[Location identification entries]
-- START --
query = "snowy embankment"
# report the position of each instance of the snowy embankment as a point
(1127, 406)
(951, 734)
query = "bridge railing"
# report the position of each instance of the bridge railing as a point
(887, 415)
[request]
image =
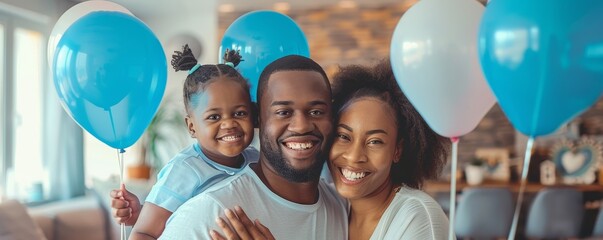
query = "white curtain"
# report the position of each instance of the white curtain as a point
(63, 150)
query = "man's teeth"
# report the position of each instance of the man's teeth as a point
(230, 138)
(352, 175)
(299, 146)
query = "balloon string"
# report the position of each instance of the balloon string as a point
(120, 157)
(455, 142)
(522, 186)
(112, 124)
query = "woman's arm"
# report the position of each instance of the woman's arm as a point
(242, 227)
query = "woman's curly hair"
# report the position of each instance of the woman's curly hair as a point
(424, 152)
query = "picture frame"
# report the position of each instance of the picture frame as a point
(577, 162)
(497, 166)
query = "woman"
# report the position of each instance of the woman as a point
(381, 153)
-- END --
-- START --
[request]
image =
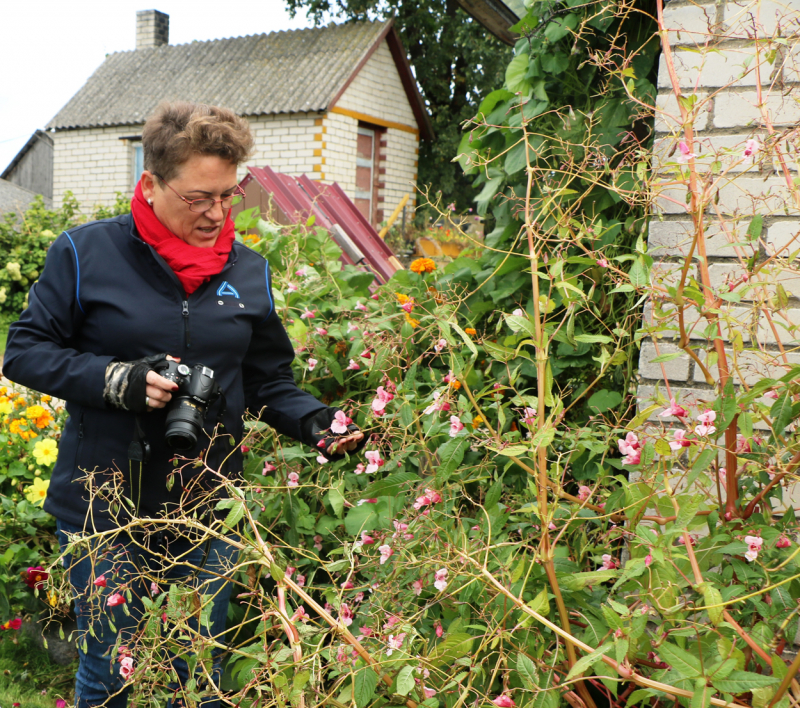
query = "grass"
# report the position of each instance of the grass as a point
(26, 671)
-- END --
Description of the task »
Locate every line in the entries above that contains the word "railing", and copy each of those lines.

Finished task »
query = "bridge railing"
# report the position of each instance of the bridge railing as a point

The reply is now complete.